_Fragmento:_
%%
Miguel Ángel Sanz Loroño
Doctor en Historia y profesor de filosofía
 
 

Isabel Díaz Ayuso se despacha con la soberbia castiza del Madrid cortesano. Chusquera de la política, se comió el cursus honorum pepero a dos manos sin despuntar demasiado, hasta que, carambolas de la vida, alcanzó la presidencia. Si lo de Esperanza Aguirre fue trágico para la democracia madrileña, lo de Isabel Díaz Ayuso tiene pinta de farsa, pero no menos dramática. Ya se dirija al Madrid de sus entretelas, ya a esas provincias que abrazan a la capital del reino, Díaz Ayuso habla con la suficiencia de haberse arrimado al lado más sombrío de la Historia. En su boca de luchadora por la libertad de mercado, las falacias se disparan como pelotas de goma. Ahora le ha tocado el turno a la más gruesa, la del falso dilema, pues las elecciones del 4 de mayo, dice, son un plebiscito entre el socialismo y la libertad. O el caos o yo, añaden sus consejeros áulicos. Ahí es nada.
%%
_Datos disponibles:_
%%
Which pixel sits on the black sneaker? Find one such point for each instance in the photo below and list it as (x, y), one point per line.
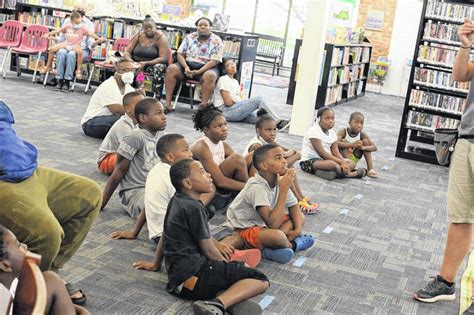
%%
_Tarea indicada A:_ Reproduce literalmente el pasaje del texto sobre Isabel Díaz Ayuso que empieza con las palabras "Isabel Díaz Ayuso se" y acaba con "Ahí es nada.".
_Tarea indicada B:_ Según el texto sobre Isabel Díaz Ayuso, ¿entre qué dos opciones son un plebiscito las elecciones del 4 de mayo, según dice ella?
_Tarea indicada C:_ Retoma el texto sobre Isabel Díaz Ayuso y continúalo a partir de su última oración.

_Resultado A:_
Isabel Díaz Ayuso se despacha con la soberbia castiza del Madrid cortesano. Chusquera de la política, se comió el cursus honorum pepero a dos manos sin despuntar demasiado, hasta que, carambolas de la vida, alcanzó la presidencia. Si lo de Esperanza Aguirre fue trágico para la democracia madrileña, lo de Isabel Díaz Ayuso tiene pinta de farsa, pero no menos dramática. Ya se dirija al Madrid de sus entretelas, ya a esas provincias que abrazan a la capital del reino, Díaz Ayuso habla con la suficiencia de haberse arrimado al lado más sombrío de la Historia. En su boca de luchadora por la libertad de mercado, las falacias se disparan como pelotas de goma. Ahora le ha tocado el turno a la más gruesa, la del falso dilema, pues las elecciones del 4 de mayo, dice, son un plebiscito entre el socialismo y la libertad. O el caos o yo, añaden sus consejeros áulicos. Ahí es nada.

_Resultado B:_ Entre el socialismo y la libertad.

_Resultado C:_
Si desde provincias su estilo hiperbólico provoca cierta vergüenza ajena, es innegable que en el Madrid cortesano engancha. Sus palabras gruesas, que ella confunde con trascendentales, solo es posible dispararlas gracias a la nula relación que guarda el discurso de la derecha con la realidad de las cosas. En su retórica huele a napalm por la mañana, es decir, a Guerra Fría rediviva. Para esta Agustina de Chamberí, que no quiere que la Almudena sea comunista, las palabras significan lo que ella quiere que signifiquen. Por eso el socialismo, no digamos ya el comunismo, es muerte, y la libertad es libertad de consumo y mercado, y punto. O libertad de negocio o gulag en Calamocha, sentencia con su timbre soliviantado por la gravedad de lo que sale por su boca o por el tamaño de la sandez que espeta. O quizá, simplemente, porque habla hechizada por un espectro del pasado, el de la Guerra Fría, y una sombra, la del muro de Berlín, que sigue a día de hoy condicionando nuestro vocabulario y nuestras vidas.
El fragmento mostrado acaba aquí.